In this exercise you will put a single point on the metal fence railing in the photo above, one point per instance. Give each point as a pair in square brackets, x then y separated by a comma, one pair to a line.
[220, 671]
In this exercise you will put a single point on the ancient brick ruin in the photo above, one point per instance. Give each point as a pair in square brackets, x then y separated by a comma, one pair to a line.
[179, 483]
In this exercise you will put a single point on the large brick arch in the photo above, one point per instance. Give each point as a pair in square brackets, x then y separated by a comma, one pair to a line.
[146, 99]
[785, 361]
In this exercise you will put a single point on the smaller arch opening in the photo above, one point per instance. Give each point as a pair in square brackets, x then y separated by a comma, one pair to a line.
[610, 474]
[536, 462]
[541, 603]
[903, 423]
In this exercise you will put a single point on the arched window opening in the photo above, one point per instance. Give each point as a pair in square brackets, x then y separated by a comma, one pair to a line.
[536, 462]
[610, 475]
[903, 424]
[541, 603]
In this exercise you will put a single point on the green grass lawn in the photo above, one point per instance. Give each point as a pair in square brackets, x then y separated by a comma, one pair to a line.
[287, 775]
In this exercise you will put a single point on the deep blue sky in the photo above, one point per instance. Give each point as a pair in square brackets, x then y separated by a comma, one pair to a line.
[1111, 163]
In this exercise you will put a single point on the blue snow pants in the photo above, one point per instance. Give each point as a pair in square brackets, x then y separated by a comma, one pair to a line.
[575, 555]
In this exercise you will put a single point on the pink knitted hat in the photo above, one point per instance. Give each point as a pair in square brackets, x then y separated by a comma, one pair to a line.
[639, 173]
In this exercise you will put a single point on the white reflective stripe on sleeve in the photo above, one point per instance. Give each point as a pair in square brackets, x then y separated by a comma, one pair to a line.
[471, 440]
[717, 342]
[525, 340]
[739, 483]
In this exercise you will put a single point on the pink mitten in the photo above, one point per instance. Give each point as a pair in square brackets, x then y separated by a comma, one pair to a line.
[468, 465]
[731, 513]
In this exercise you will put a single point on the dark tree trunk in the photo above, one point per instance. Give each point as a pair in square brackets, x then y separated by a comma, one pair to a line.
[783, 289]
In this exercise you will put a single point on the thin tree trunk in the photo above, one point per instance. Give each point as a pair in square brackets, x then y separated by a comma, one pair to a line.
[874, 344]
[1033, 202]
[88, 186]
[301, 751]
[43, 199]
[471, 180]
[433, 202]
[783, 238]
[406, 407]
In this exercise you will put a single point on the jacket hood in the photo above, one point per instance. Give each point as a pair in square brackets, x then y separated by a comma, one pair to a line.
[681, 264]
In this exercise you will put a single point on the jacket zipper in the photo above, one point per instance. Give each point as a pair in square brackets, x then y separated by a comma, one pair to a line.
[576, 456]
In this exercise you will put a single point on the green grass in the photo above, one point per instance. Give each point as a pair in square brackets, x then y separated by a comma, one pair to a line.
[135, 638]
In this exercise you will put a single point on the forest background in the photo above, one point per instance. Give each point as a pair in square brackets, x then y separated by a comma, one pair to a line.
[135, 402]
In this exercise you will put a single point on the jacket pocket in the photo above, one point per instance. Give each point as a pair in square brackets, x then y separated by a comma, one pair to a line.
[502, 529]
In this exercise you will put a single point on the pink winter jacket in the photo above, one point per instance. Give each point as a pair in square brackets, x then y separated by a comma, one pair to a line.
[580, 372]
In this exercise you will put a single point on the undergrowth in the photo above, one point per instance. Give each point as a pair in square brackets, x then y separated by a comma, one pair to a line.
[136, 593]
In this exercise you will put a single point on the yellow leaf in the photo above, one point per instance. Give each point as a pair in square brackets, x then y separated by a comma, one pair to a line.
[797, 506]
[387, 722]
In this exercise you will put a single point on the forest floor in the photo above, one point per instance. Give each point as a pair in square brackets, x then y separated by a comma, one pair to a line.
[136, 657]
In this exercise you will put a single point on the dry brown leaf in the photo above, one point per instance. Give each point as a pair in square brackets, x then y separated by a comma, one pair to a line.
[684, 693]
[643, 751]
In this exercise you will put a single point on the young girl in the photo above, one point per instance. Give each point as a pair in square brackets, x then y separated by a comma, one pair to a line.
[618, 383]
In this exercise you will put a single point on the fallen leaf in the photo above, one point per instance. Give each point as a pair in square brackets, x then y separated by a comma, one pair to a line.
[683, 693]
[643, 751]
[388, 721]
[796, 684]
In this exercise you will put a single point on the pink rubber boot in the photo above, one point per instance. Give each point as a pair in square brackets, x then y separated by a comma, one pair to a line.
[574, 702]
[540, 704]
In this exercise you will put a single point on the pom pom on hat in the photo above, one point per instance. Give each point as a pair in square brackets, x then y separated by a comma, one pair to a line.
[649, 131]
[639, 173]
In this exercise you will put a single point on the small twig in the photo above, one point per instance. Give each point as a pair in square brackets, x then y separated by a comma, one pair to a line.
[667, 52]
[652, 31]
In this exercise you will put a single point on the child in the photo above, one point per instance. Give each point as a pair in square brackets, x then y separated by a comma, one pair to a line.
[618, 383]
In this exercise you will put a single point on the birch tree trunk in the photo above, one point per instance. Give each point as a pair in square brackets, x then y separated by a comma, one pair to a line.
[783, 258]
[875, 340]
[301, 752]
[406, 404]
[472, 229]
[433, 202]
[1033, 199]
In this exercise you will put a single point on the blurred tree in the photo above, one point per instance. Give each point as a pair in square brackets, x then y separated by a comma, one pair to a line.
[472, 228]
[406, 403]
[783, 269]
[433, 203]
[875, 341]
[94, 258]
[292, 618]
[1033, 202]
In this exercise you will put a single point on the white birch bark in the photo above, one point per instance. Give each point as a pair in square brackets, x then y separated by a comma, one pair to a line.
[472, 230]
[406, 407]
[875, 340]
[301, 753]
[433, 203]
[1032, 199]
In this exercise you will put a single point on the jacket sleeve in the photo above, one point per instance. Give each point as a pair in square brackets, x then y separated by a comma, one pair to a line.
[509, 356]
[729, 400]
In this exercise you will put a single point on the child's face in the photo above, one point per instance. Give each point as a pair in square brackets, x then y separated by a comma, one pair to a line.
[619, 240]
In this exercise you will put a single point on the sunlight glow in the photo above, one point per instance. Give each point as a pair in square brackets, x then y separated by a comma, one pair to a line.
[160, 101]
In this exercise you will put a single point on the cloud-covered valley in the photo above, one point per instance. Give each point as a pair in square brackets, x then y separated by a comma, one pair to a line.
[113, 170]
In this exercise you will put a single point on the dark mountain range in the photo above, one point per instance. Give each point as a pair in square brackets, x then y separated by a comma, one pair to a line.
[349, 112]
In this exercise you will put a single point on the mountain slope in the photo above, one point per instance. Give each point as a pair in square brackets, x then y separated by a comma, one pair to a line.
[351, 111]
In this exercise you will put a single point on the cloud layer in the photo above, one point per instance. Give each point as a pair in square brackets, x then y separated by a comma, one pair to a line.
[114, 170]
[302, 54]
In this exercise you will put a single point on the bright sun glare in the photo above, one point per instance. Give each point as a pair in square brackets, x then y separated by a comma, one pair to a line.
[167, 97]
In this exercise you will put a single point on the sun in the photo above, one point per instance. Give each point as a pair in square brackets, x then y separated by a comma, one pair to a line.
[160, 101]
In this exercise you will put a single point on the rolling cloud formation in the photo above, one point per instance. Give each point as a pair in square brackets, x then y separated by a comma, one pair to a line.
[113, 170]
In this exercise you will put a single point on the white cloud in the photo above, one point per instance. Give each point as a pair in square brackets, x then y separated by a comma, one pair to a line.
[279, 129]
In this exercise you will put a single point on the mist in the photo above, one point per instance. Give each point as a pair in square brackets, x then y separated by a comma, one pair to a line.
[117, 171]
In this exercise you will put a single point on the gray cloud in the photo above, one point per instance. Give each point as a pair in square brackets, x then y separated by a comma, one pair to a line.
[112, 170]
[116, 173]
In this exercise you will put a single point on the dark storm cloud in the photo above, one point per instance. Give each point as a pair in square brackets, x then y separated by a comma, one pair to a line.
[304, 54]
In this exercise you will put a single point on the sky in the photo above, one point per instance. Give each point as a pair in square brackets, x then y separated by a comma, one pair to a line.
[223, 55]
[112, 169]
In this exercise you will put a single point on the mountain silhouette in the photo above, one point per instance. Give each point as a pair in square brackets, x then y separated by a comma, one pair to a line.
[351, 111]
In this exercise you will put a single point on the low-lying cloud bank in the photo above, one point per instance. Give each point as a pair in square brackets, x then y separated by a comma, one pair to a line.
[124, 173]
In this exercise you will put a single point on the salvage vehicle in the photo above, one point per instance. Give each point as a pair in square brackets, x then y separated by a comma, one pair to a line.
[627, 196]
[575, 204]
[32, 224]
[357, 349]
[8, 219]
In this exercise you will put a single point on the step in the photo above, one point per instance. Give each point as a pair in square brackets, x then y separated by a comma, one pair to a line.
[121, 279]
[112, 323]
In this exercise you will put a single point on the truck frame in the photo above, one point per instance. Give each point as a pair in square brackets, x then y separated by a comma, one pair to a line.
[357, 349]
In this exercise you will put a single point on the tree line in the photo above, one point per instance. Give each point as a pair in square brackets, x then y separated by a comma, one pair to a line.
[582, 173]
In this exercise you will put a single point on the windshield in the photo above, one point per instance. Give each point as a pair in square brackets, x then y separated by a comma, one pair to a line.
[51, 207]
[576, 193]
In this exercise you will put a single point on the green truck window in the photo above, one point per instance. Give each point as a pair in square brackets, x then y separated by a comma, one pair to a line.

####

→ **Instructions to follow**
Write out exactly the lines that run from the one containing "on the windshield" to the end of the records, both end lines included.

→ **Output for this exercise**
In this exercise you will put a single point on the windshield in the photo above, one point per instance. Give each point as a pair in square brackets, x then y separated by a comma, one pair to a line.
[51, 207]
[576, 193]
In this exercise you will put a single point on the green truck window in the photo above, one point per instance. Give each point as a pair in square brackets, x then y separated by a comma, one pair to a line.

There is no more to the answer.